(Collected data)

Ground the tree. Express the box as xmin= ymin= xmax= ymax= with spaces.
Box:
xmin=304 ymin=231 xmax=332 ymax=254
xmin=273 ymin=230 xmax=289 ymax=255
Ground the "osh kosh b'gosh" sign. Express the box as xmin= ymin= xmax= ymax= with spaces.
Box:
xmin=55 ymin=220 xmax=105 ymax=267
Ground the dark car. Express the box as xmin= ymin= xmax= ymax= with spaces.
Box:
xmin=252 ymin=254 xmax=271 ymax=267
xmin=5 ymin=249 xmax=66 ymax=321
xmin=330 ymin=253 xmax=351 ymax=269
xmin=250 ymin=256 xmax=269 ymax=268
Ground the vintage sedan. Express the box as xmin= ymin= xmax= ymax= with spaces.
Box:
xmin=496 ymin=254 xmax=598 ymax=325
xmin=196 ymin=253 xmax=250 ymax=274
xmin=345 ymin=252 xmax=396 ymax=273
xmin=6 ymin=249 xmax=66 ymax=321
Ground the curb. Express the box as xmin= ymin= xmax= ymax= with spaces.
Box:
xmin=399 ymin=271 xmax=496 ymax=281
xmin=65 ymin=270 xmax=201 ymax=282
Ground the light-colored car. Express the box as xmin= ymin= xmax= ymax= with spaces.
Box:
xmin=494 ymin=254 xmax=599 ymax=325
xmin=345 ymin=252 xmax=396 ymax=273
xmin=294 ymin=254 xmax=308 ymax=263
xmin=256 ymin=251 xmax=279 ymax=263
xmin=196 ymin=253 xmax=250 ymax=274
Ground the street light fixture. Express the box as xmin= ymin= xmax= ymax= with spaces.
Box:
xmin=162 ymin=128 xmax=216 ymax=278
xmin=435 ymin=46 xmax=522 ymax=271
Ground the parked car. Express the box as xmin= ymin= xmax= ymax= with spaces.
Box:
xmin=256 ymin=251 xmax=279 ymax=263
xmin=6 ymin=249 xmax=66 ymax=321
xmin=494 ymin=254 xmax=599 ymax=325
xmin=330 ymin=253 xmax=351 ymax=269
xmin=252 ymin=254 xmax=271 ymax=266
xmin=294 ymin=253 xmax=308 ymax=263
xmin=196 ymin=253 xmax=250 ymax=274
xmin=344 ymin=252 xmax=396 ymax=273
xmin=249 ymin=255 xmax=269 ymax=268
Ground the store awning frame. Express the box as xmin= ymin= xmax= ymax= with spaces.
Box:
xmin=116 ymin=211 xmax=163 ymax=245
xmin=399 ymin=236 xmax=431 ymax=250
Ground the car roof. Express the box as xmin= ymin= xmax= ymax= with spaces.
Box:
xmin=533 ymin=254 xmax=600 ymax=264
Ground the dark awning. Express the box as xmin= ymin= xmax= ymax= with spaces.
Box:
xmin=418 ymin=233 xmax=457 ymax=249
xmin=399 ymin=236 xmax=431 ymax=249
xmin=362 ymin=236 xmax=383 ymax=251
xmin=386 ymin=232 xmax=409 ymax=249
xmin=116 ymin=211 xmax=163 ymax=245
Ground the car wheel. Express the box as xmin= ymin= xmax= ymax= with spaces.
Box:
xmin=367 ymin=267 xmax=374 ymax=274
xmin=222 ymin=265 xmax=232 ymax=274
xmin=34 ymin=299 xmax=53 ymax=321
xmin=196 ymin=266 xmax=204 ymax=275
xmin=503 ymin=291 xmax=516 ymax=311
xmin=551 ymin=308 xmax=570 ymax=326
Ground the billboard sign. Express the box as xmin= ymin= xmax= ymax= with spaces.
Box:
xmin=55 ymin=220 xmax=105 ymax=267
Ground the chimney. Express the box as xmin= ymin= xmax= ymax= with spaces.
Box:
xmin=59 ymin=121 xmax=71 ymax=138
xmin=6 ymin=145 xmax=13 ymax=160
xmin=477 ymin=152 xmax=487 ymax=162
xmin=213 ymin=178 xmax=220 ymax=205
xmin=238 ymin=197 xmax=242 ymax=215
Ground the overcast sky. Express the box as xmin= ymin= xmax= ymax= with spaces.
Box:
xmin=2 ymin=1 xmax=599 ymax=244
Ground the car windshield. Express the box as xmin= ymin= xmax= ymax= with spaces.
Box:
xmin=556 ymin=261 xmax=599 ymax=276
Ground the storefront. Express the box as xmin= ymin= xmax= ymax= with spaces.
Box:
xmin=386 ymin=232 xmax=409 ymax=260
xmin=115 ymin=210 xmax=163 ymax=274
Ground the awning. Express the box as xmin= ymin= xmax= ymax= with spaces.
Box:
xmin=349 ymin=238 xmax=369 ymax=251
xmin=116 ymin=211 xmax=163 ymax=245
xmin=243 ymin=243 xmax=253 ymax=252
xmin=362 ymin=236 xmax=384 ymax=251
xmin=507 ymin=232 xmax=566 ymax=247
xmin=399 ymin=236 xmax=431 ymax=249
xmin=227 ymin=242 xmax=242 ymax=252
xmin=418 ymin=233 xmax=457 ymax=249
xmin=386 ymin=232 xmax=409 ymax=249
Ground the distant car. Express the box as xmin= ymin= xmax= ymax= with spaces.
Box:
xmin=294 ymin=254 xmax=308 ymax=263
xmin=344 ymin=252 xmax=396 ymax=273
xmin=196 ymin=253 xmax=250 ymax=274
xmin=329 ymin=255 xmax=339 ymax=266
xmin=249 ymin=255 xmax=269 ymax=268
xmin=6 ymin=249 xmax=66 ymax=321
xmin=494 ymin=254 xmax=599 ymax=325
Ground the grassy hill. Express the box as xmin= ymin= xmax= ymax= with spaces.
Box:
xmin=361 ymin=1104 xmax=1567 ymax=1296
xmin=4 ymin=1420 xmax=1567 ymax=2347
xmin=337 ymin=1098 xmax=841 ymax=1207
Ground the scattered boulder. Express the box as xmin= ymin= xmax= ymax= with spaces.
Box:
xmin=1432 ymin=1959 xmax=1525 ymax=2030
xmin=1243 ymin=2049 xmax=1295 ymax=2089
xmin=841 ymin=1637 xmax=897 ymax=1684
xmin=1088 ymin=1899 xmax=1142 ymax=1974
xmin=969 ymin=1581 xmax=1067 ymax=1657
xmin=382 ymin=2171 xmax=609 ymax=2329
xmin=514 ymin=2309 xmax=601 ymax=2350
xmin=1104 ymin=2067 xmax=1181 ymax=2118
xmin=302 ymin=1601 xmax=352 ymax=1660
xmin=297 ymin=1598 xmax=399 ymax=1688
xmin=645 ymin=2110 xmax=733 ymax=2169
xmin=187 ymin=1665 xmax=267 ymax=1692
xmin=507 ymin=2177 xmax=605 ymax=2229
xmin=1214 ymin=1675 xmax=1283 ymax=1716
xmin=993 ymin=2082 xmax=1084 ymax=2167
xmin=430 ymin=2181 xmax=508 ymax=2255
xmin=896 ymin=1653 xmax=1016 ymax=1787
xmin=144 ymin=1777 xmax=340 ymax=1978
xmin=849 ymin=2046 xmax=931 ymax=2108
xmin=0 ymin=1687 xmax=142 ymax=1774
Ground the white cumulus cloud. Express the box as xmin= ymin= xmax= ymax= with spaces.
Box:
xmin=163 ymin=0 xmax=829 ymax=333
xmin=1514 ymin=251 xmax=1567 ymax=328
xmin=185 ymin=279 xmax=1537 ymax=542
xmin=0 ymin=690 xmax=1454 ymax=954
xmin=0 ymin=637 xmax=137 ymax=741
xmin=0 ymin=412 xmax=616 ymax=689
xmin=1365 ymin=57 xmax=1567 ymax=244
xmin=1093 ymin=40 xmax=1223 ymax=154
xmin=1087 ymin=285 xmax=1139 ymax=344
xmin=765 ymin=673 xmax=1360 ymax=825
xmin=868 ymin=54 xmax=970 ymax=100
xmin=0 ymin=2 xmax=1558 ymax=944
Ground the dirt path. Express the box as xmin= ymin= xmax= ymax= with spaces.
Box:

*INSTRUCTIONS TO FOLLOW*
For the string "sign", show each line of the entries above where it occurs.

*ANSWER SPACE*
Ground the "osh kosh b'gosh" sign. Express the box as xmin= ymin= xmax= ymax= with spaces.
Ground the billboard sign. Express the box as xmin= ymin= xmax= ymax= with spaces.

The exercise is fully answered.